Referring expression pointing data:
—————

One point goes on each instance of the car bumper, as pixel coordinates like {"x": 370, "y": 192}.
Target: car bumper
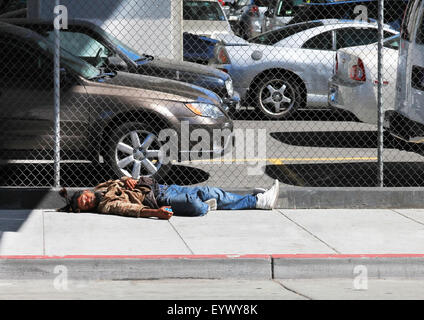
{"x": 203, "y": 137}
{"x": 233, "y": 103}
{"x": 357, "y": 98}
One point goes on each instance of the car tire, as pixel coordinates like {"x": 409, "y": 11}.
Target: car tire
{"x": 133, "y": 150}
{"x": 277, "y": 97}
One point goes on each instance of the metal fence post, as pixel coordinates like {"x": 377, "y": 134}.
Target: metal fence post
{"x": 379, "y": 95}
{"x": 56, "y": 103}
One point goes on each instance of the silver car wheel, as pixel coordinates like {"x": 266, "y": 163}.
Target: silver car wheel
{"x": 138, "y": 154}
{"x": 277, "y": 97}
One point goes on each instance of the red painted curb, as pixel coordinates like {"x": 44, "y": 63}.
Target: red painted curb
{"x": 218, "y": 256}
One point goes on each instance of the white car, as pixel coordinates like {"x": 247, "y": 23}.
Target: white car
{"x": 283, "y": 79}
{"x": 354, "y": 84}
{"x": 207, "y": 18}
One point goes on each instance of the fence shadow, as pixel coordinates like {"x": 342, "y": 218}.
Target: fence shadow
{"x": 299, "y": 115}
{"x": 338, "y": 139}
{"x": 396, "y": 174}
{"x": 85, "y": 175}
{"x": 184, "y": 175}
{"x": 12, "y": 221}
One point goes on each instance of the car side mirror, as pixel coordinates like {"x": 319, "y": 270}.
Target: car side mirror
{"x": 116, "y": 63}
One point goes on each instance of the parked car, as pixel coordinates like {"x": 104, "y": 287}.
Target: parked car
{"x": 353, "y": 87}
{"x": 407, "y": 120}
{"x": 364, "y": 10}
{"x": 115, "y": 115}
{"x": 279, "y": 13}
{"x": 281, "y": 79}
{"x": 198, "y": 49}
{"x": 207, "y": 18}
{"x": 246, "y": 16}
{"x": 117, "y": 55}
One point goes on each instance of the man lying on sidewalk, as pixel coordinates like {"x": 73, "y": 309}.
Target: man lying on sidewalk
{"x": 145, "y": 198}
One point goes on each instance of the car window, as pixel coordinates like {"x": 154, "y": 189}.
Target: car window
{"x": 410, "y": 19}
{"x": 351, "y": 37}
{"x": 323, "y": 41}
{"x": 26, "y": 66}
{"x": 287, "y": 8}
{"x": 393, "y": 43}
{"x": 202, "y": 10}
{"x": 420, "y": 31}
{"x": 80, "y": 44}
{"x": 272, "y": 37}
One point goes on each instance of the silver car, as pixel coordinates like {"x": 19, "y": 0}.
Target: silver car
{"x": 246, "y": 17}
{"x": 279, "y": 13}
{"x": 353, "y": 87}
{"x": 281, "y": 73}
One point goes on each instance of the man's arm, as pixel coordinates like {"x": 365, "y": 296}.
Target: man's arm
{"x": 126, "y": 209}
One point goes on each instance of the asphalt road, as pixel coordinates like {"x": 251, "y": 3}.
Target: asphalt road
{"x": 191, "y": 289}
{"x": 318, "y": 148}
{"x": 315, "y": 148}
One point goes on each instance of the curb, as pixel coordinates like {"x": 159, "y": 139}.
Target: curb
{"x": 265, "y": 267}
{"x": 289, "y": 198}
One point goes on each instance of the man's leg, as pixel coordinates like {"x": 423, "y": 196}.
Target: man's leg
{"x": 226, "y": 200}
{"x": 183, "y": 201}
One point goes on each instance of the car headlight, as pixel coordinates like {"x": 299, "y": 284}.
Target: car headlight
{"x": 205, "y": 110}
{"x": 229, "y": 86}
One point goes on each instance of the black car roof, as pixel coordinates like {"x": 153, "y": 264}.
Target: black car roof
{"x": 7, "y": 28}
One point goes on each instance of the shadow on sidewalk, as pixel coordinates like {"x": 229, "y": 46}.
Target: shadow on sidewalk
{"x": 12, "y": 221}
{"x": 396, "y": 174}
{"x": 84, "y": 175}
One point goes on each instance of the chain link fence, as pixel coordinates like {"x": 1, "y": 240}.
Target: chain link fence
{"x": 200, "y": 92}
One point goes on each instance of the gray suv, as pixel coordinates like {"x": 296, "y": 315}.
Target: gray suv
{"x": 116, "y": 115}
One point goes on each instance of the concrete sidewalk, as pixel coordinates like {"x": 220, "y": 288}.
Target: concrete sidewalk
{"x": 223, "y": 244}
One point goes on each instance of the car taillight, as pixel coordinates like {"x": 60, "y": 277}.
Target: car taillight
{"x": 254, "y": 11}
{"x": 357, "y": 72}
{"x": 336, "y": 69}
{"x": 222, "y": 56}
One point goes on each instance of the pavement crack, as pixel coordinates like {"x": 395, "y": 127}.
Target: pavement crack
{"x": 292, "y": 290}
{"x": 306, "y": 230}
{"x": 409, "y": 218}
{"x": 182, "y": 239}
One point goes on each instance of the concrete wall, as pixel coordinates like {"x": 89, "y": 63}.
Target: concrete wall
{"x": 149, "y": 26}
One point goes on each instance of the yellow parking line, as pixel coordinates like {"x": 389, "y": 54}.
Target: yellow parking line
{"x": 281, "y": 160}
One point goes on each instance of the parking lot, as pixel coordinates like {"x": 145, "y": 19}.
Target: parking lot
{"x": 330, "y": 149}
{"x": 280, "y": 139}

—————

- What needs to be done -
Up to and including the line containing "car wheel, as", quote each line of the entries above from the very first, please, exactly and without images.

- Task response -
One point goes on each instance of the car bumper, as pixel coordinates like {"x": 370, "y": 192}.
Target: car bumper
{"x": 203, "y": 137}
{"x": 233, "y": 103}
{"x": 357, "y": 98}
One point goes on each instance of the car tire, as pixel coordinates like {"x": 409, "y": 11}.
Target: car tire
{"x": 133, "y": 150}
{"x": 277, "y": 97}
One point goes on each instance of the metal fence post, as pixel coordinates like {"x": 377, "y": 134}.
Target: metal fence post
{"x": 379, "y": 95}
{"x": 56, "y": 103}
One point goes on each instance of the silver car wheel, as pixel coordinates like {"x": 266, "y": 163}.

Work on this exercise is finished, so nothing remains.